→ Materials provided
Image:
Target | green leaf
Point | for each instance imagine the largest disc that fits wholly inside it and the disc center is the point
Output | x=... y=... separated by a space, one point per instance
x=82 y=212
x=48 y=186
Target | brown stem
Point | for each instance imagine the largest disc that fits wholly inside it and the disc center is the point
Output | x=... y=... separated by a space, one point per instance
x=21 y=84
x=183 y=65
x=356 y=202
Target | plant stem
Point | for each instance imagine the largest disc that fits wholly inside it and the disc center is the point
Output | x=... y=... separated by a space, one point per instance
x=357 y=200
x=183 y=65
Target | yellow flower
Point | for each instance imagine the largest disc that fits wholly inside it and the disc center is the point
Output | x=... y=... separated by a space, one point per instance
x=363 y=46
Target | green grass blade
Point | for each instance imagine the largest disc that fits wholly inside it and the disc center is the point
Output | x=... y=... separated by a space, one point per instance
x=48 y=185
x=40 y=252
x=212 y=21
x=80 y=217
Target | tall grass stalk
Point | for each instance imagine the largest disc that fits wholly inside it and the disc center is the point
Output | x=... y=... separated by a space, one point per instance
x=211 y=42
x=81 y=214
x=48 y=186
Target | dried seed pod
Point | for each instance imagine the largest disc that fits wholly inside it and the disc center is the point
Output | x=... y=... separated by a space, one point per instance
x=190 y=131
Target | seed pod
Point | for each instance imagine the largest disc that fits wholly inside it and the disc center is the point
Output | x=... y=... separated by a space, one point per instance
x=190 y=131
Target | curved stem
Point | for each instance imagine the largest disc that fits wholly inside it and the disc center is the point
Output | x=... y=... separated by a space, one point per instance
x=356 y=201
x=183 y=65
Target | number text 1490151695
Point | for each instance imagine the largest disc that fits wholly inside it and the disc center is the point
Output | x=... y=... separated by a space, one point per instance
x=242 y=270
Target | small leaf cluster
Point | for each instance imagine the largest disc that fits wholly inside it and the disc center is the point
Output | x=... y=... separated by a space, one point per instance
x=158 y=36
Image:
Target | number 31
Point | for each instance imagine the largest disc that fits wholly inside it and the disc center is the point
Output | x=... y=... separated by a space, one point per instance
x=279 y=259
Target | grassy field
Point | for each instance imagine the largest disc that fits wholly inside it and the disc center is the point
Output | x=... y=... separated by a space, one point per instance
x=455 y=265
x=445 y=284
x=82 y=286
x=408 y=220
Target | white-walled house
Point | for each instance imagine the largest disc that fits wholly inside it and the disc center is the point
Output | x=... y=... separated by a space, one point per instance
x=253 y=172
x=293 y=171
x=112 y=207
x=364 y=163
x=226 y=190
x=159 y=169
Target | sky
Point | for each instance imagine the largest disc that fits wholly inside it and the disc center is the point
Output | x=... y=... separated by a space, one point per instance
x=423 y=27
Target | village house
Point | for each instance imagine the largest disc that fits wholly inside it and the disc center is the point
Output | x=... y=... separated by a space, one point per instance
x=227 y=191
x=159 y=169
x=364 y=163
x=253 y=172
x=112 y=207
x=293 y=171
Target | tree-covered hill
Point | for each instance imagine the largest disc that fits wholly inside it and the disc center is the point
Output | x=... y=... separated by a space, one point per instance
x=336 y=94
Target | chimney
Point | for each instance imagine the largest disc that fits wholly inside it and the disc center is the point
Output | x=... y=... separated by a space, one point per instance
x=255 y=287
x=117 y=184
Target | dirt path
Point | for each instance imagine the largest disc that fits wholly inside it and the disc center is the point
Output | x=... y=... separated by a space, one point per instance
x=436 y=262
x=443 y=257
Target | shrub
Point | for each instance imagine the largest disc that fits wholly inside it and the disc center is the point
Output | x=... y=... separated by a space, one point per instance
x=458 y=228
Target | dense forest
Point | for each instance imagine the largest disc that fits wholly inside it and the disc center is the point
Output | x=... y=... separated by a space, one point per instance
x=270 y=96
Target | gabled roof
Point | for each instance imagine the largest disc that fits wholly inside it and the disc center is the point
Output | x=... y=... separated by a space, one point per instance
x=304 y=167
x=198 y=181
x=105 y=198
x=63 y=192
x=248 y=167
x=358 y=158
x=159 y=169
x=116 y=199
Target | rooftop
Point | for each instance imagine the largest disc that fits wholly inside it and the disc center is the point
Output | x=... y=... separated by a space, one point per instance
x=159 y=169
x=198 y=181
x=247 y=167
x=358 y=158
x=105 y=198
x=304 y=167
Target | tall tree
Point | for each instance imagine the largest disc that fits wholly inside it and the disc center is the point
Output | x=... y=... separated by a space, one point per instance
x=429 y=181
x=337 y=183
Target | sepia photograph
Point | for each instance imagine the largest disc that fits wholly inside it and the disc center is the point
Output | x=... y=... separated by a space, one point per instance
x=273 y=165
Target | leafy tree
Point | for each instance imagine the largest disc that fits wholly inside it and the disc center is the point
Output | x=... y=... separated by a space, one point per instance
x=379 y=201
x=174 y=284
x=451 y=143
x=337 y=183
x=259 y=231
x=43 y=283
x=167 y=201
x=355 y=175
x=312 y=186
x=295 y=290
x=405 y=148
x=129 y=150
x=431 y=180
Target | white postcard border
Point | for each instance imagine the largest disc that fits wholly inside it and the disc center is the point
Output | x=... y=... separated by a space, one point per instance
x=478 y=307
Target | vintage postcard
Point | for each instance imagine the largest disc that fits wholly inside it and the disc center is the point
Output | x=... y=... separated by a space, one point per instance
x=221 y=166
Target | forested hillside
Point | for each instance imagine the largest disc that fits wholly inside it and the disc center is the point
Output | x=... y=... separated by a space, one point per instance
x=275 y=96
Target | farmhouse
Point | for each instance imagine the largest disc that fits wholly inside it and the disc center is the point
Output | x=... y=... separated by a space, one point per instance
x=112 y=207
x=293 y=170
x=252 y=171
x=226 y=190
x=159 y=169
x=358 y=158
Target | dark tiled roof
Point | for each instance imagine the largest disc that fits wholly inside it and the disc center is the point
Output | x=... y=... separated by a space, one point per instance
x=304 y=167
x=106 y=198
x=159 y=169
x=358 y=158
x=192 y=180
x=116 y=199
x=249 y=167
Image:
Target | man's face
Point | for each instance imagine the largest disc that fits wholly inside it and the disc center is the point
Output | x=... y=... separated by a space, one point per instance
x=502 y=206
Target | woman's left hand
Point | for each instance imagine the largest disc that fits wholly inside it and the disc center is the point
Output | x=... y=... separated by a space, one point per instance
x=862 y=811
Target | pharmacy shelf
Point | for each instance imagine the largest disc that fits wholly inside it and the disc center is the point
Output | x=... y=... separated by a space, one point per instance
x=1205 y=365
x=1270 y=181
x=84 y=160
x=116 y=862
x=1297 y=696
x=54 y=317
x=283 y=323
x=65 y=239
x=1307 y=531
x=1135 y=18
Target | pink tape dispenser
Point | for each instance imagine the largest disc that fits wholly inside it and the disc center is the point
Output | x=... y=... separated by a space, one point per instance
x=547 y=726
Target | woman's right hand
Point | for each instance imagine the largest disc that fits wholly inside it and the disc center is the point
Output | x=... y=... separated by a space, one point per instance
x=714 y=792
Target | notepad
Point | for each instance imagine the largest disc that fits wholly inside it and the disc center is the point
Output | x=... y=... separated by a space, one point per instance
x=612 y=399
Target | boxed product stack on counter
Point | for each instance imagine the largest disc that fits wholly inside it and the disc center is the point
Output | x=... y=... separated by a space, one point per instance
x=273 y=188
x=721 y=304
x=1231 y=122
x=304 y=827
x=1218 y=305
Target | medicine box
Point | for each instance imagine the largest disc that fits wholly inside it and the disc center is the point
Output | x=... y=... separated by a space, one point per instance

→ Set exercise
Print the records above in full, exactly.

→ Answer in full
Image:
Target | green leaf
Point | for each instance imagine the largest disc that fits wholly inside it and the disc center is the point
Output | x=... y=... separated by a space, one point per instance
x=82 y=212
x=48 y=186
Target | brown stem
Point | for each instance imagine the largest disc that fits wholly inside it and the disc center is the point
Output | x=... y=... separated by a space, one point per instance
x=21 y=84
x=183 y=65
x=356 y=202
Target | plant stem
Point | for each instance imagine the largest disc that fits wholly inside it and the disc center is the point
Output | x=... y=... separated by a space, one point per instance
x=357 y=200
x=183 y=65
Target | yellow flower
Point | for each instance imagine the largest disc that fits wholly inside it and the disc center is the point
Output | x=... y=... separated by a space, one point per instance
x=363 y=46
Target | green grass blade
Point | for each instance imagine the largest disc that fits wholly inside it and the disc center is the point
Output | x=... y=... separated by a space, one point per instance
x=48 y=185
x=40 y=252
x=212 y=21
x=80 y=217
Target | tall grass stalk
Point | for each instance imagine the largest disc that fits wholly inside it and the disc center is the point
Output | x=... y=... separated by a space, one point per instance
x=211 y=42
x=81 y=214
x=48 y=186
Target | dried seed pod
Point | for each instance imagine the largest disc that fits wholly inside it and the disc center is the point
Output | x=... y=... separated by a space, one point per instance
x=190 y=131
Target | seed pod
Point | for each instance imagine the largest disc that fits wholly inside it and the disc center is the point
Output | x=... y=... separated by a space, one point per instance
x=190 y=131
Target | curved stem
Point | for each instance imagine the largest disc that fits wholly inside it and the disc center is the point
Output | x=... y=... separated by a space, one point per instance
x=356 y=201
x=183 y=65
Target | number text 1490151695
Point | for each instance imagine the largest disc that fits wholly inside it and the disc center is the point
Output | x=... y=... separated by a space, one point per instance
x=242 y=270
Target | small leaf cluster
Point | for each instance imagine the largest disc that fits wholly inside it and the disc center is the point
Output | x=... y=... separated by a space, one point per instance
x=158 y=36
Image:
Target | number 31
Point | for each instance imagine the largest disc that fits wholly inside it and the disc center is the point
Output | x=... y=... separated by a space, one point per instance
x=279 y=259
Target | grassy field
Point | for each instance imagine the largest disc that fits wholly inside it and the disc center is the point
Output | x=... y=... separated by a space, one point per instance
x=455 y=265
x=445 y=284
x=82 y=286
x=408 y=220
Target | white-walled house
Point | for each instance imagine the largest disc that fits wholly inside it and the disc center is the point
Output | x=... y=... separated by a space, one point per instance
x=253 y=172
x=293 y=171
x=112 y=207
x=364 y=163
x=226 y=190
x=159 y=169
Target | sky
Point | for each instance imagine the largest disc that fits wholly inside it and the disc center is the point
Output | x=... y=... separated by a space, one point per instance
x=423 y=27
Target | village house
Point | for each instance imagine the largest disc that fits wholly inside it and the disc center is the point
Output | x=... y=... separated by a space, one point per instance
x=227 y=191
x=159 y=169
x=364 y=163
x=253 y=172
x=112 y=207
x=293 y=171
Target | tree-covered hill
Point | for each instance imagine the largest disc that fits wholly inside it and the disc center is the point
Output | x=... y=... separated by a space, one point per instance
x=336 y=94
Target | chimney
Point | for each instance imagine the largest disc that fits wholly inside it and the disc center is the point
Output | x=... y=... separated by a space, one point per instance
x=255 y=287
x=117 y=184
Target | dirt path
Point | for each instance imagine the largest disc that fits wholly inside it and the disc center is the point
Output | x=... y=... separated by a space, one point per instance
x=436 y=262
x=443 y=257
Target | shrub
Point | for each instance imagine the largest disc that fits wholly inside it and the disc center is the point
Output | x=... y=... separated by a space, one point per instance
x=458 y=228
Target | dense forest
Point | for each instance imagine the largest disc that fits wholly inside it and the disc center is the point
Output | x=... y=... separated by a space, one point per instance
x=270 y=96
Target | gabled roof
Point | for each instance imagine the largest disc that fits wholly inside it and the disc center is the point
Output | x=... y=... separated by a space, one point per instance
x=304 y=167
x=198 y=181
x=105 y=198
x=63 y=192
x=248 y=167
x=358 y=158
x=159 y=169
x=116 y=199
Target | rooftop
Point | for each instance imagine the largest disc that fits wholly inside it and the disc center is the point
Output | x=... y=... separated by a space, one point per instance
x=159 y=169
x=198 y=181
x=247 y=167
x=358 y=158
x=105 y=198
x=304 y=167
Target | tall tree
Point | for each instance imagine the largest disc that fits wholly inside it and the disc center is the point
Output | x=... y=... separated by a space, one point per instance
x=429 y=181
x=337 y=183
Target | sepia photograph
Point | for each instance imagine the largest disc that fits wholly inside it and the disc center is the point
Output | x=... y=... separated by a space, one point per instance
x=273 y=165
Target | leafy tree
Point | for each instance imagine the largest disc that fits wholly inside it and the disc center is the point
Output | x=... y=... separated by a space, one point per instance
x=379 y=201
x=174 y=284
x=451 y=143
x=337 y=183
x=259 y=231
x=43 y=283
x=167 y=201
x=355 y=175
x=312 y=186
x=295 y=290
x=405 y=148
x=129 y=150
x=431 y=180
Target | white postcard border
Point | for each instance imagine the largest disc that fits wholly inside it and the disc center is the point
Output | x=... y=... separated by a space, one point per instance
x=478 y=307
Target | vintage postcard
Point | for each instance imagine the largest disc that fits wholly inside it and the disc center is the point
Output | x=... y=... separated by a space, one point per instance
x=221 y=166
Target | forested hillside
Point | for each instance imagine the largest disc that fits wholly inside it and the disc center is the point
Output | x=... y=... separated by a space, one point per instance
x=275 y=96
Target | farmhouse
Point | for each instance imagine the largest disc that fits wholly inside it and the disc center is the point
Output | x=... y=... separated by a space, one point per instance
x=112 y=207
x=293 y=170
x=252 y=171
x=226 y=190
x=159 y=169
x=358 y=158
Target | dark tiled roof
Point | for each instance imagine the largest disc that fits wholly inside it and the disc center is the point
Output | x=... y=... separated by a space, one point per instance
x=304 y=167
x=106 y=198
x=159 y=169
x=358 y=158
x=192 y=180
x=116 y=199
x=249 y=167
Image:
Target | man's face
Point | for each instance imagine the largest disc that fits wholly inside it and the disc center is the point
Output | x=... y=... separated by a space, one point per instance
x=502 y=206
Target | woman's left hand
Point | for each instance imagine the largest disc that fits wholly inside it and the disc center is the point
Output | x=... y=... separated by a space, one point per instance
x=862 y=811
Target | pharmacy shelf
Point | for each instance imagine the largest disc that fits wholly inside it and the disc center is the point
Output | x=... y=... separated by a space, one point per instance
x=1205 y=365
x=1270 y=181
x=84 y=160
x=116 y=862
x=1297 y=696
x=54 y=317
x=283 y=323
x=65 y=239
x=1307 y=531
x=1135 y=18
Target | pink tape dispenser
Point | for each instance imagine the largest disc that fits wholly inside it and the disc center is the point
Output | x=... y=... separated by a space, one point per instance
x=547 y=726
Target | woman's right hand
Point | for each instance imagine the largest disc that fits wholly inside it and the disc center is the point
Output | x=... y=... separated by a space, one point per instance
x=714 y=792
Target | notepad
Point | for each instance imagine the largest disc that fits wholly inside it and the disc center is the point
Output | x=... y=... separated by a space, one point per instance
x=612 y=399
Target | boxed product stack on counter
Point | for each instance imagine the largest disc that fits wholly inside it and the disc center is the point
Output | x=... y=... separated by a space, one point per instance
x=273 y=188
x=721 y=304
x=1231 y=122
x=304 y=827
x=1218 y=305
Target | medicine box
Point | for each instance imagine the largest disc that fits wholly inside it and the disc center is the point
Output | x=... y=... separated by a space, one point per instance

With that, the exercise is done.